_What to do:_ Go through the data below and return each line containing the word "fence".
The records Start Marker
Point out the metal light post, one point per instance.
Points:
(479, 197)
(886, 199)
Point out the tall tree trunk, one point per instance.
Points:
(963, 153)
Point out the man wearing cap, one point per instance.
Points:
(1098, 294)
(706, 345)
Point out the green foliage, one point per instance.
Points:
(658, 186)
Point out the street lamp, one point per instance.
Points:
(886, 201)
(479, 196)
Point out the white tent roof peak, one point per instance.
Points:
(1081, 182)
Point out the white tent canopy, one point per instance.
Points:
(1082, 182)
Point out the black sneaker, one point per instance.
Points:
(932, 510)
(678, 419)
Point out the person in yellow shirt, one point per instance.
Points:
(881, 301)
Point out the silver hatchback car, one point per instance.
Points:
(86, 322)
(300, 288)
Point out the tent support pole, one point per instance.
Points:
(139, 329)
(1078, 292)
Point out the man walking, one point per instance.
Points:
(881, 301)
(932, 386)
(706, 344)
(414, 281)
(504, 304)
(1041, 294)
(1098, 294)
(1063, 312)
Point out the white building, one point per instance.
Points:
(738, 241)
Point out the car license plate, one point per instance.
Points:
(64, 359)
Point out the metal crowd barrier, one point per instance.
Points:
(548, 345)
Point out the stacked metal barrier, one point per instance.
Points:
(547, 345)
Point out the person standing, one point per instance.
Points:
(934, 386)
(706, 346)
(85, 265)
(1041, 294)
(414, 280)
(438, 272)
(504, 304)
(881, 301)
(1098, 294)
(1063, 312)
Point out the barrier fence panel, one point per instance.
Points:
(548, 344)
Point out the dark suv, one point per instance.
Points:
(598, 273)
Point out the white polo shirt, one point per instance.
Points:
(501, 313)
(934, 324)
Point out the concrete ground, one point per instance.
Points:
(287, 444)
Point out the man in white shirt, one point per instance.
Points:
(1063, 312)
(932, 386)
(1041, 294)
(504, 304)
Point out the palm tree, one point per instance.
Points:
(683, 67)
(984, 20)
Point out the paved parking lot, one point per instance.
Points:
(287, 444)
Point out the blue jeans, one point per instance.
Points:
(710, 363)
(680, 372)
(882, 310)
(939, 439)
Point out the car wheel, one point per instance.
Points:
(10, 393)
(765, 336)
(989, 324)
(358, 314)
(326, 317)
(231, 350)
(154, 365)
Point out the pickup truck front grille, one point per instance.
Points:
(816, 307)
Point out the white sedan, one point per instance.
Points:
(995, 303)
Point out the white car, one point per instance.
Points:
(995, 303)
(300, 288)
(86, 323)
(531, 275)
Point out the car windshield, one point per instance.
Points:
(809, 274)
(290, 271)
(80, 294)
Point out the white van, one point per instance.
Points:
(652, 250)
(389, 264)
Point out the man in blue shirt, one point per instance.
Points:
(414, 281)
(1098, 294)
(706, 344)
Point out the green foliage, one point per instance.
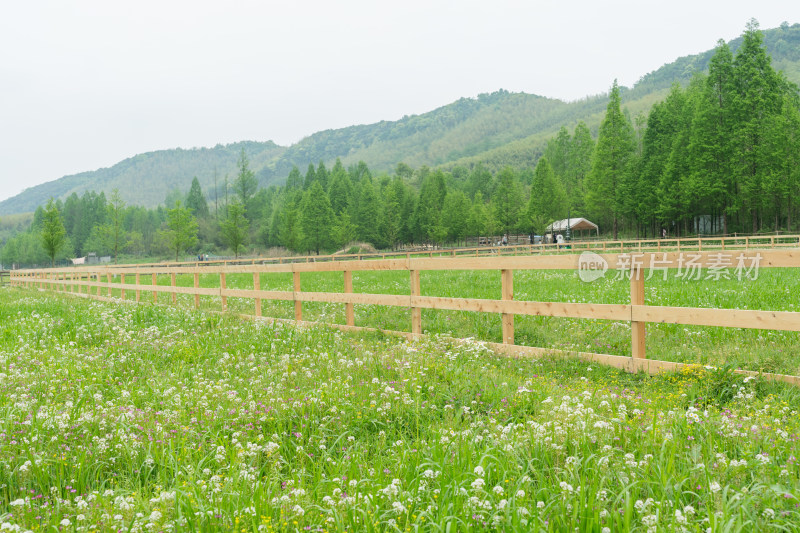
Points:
(180, 233)
(612, 164)
(196, 200)
(245, 184)
(507, 200)
(317, 218)
(234, 227)
(53, 233)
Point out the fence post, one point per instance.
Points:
(637, 298)
(222, 287)
(257, 287)
(349, 313)
(416, 312)
(507, 283)
(298, 305)
(196, 286)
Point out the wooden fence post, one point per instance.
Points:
(637, 298)
(348, 289)
(222, 287)
(507, 282)
(257, 287)
(416, 312)
(298, 305)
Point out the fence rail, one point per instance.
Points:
(92, 281)
(622, 246)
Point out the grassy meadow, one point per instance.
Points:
(123, 417)
(776, 289)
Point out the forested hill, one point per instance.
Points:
(497, 129)
(146, 179)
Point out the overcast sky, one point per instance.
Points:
(86, 84)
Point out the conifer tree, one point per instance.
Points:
(235, 227)
(610, 164)
(196, 201)
(317, 218)
(53, 234)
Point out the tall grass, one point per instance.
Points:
(143, 418)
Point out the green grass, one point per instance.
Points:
(776, 289)
(158, 418)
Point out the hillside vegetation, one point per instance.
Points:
(497, 129)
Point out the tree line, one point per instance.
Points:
(725, 148)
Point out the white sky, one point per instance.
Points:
(85, 84)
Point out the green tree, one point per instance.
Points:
(196, 201)
(547, 201)
(611, 163)
(311, 176)
(116, 215)
(455, 215)
(431, 199)
(758, 90)
(341, 188)
(180, 232)
(246, 184)
(295, 180)
(580, 164)
(507, 200)
(53, 234)
(317, 218)
(234, 227)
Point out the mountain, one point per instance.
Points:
(498, 129)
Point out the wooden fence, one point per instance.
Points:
(640, 245)
(91, 281)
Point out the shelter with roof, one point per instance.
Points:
(574, 224)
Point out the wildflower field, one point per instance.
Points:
(773, 289)
(124, 417)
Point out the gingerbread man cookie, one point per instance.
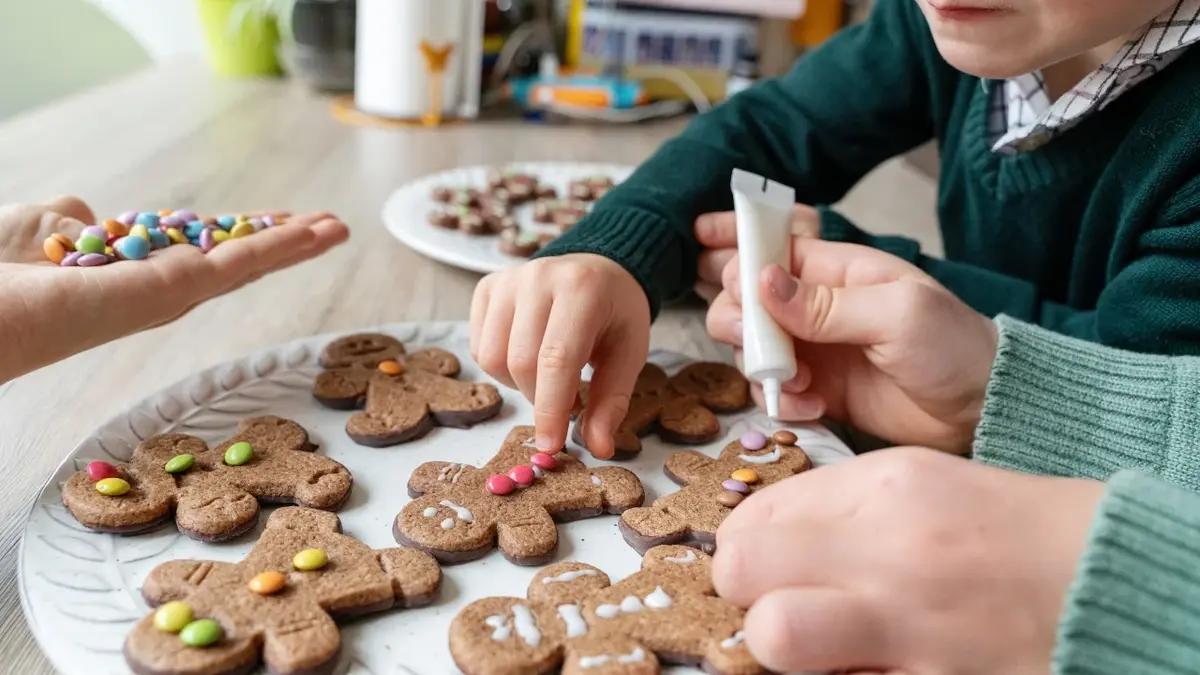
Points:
(712, 489)
(682, 408)
(402, 395)
(277, 605)
(460, 513)
(575, 620)
(215, 491)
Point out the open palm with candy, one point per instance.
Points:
(48, 312)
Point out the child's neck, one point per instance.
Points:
The records End Marker
_Written solution:_
Point out the barrier fence panel, one point per instance.
Point out the fence post, one point per instance.
Point out the wooden fence post, one point per instance.
Point out the fence rail, one point per instance.
Point out the wooden fence, one point per instance.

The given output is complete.